(THE REQUEST): Count the lines below that contain the string "dark". Reply with the number only.

(Records excerpted from a collection):

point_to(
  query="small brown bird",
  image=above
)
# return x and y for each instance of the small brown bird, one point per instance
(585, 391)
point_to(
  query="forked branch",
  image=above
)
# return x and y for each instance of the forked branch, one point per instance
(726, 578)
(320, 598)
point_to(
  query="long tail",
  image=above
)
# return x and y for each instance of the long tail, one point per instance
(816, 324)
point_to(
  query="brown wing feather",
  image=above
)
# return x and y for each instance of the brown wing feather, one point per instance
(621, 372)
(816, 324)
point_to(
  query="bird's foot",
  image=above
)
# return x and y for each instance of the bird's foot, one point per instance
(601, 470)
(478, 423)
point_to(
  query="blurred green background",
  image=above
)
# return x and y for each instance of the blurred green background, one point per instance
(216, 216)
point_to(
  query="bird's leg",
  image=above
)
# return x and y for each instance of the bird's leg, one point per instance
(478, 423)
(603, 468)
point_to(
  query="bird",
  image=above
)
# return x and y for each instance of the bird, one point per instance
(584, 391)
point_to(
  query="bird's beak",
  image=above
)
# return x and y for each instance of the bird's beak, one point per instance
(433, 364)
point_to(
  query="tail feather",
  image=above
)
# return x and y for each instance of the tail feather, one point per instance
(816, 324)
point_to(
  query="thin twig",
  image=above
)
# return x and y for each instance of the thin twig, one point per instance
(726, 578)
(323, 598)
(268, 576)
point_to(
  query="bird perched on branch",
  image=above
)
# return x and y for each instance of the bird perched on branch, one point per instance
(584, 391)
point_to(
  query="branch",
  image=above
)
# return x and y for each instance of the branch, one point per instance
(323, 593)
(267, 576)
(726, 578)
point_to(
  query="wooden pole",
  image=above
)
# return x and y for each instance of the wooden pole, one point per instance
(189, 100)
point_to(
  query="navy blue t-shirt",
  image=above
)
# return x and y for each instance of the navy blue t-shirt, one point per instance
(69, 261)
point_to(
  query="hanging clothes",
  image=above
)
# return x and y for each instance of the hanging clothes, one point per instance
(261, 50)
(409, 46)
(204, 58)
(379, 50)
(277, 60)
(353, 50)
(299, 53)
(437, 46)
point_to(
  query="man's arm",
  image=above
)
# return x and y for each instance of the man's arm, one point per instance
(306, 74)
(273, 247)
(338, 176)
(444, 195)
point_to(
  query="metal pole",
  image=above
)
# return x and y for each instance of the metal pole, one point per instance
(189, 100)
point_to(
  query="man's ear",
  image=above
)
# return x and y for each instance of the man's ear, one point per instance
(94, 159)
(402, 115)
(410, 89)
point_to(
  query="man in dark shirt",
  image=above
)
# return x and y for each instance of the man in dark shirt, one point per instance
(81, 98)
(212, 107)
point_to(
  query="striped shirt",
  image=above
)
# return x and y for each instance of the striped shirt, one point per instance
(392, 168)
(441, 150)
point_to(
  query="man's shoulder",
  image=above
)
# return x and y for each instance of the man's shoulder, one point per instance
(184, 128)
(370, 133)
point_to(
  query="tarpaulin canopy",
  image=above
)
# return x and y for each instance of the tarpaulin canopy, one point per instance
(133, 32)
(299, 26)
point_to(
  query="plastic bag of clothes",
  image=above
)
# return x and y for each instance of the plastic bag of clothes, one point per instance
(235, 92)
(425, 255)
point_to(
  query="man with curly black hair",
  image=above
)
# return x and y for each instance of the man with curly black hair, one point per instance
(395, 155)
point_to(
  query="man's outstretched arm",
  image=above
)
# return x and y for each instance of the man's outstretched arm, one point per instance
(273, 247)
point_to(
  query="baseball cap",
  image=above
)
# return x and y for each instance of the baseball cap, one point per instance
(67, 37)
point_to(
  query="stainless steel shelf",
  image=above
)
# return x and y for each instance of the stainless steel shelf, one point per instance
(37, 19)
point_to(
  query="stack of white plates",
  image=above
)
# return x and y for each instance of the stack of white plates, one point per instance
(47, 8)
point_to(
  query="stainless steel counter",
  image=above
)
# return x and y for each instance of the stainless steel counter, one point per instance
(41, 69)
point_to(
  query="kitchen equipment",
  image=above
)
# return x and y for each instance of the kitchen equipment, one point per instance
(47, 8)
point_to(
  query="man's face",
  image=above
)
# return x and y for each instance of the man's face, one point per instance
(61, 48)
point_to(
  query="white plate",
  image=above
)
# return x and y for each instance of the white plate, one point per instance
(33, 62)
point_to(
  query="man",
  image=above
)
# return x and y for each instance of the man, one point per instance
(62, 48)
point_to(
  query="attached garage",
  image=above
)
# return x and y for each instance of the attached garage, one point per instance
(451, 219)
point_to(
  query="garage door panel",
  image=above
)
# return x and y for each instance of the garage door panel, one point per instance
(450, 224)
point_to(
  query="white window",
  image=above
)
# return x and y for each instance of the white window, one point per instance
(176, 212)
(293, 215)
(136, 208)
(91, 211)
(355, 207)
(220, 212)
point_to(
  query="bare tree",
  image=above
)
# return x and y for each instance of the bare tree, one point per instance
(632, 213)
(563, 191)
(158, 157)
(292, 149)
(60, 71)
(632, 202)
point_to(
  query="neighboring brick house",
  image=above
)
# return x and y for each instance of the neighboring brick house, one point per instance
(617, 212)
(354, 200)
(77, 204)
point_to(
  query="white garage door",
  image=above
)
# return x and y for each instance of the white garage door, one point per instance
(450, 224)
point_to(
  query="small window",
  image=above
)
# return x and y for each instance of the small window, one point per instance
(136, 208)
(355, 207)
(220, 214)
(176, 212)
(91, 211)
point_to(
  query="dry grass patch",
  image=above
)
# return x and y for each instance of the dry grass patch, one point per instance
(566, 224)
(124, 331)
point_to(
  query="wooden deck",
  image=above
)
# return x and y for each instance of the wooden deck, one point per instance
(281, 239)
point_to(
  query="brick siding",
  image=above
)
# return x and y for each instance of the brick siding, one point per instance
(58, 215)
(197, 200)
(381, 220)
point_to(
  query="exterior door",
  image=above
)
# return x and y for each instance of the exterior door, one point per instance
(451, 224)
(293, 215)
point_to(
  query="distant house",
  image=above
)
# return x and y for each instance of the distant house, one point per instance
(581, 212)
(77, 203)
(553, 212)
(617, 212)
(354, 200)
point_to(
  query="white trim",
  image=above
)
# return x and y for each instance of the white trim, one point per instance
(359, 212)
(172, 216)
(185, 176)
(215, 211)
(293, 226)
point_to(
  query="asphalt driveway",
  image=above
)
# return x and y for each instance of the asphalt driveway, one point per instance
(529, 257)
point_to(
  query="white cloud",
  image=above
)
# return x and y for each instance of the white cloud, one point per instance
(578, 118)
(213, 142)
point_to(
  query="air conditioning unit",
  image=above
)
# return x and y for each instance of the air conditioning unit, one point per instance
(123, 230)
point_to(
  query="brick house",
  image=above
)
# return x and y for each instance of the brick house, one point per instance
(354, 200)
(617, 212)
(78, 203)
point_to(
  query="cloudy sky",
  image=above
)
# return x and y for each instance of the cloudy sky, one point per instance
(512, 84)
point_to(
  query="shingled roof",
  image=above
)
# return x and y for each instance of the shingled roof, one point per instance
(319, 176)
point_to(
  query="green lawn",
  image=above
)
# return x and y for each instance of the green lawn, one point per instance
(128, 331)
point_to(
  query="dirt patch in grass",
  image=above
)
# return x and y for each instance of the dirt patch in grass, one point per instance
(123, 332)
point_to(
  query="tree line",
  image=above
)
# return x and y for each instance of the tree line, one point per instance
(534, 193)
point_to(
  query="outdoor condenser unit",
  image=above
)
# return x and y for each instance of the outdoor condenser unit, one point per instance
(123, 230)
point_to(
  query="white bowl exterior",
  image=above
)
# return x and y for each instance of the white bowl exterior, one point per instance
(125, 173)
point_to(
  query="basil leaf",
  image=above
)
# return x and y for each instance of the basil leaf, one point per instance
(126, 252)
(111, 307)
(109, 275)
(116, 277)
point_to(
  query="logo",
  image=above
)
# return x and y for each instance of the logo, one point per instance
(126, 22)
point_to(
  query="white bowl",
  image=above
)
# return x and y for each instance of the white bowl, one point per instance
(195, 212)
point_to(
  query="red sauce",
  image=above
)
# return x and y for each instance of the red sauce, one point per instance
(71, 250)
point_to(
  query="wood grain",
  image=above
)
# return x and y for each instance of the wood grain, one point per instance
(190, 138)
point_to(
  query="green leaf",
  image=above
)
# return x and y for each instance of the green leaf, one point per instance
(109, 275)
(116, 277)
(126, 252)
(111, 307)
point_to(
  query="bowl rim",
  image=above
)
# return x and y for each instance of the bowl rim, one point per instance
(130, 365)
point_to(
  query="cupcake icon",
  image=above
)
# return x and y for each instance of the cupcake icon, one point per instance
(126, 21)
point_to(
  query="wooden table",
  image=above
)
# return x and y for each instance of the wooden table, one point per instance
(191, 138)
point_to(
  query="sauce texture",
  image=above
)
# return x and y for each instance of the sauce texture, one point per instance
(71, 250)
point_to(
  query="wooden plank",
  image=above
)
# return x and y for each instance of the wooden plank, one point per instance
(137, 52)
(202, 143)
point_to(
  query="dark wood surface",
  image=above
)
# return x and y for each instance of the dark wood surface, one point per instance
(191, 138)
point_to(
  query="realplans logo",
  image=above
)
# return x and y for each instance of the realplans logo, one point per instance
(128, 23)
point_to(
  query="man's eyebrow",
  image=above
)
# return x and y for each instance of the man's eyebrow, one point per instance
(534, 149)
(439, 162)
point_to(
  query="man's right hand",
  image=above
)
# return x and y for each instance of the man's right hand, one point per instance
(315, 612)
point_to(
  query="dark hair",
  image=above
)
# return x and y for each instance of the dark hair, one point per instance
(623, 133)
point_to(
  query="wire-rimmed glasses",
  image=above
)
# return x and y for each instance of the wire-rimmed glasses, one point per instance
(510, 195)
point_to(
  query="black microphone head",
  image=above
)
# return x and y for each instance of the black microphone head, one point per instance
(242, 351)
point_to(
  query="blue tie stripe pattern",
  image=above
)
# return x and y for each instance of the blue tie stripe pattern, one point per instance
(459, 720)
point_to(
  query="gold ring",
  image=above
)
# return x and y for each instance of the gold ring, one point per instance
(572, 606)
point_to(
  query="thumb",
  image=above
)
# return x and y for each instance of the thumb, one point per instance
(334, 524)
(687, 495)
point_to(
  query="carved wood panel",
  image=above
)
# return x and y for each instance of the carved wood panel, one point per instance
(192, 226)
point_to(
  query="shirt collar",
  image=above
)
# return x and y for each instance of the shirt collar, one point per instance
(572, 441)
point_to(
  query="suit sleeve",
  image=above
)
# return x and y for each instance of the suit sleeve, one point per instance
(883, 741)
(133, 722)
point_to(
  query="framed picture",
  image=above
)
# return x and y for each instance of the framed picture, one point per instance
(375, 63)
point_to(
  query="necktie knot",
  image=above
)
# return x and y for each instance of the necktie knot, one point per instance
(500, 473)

(SOLUTION FOR THIS TASK): 6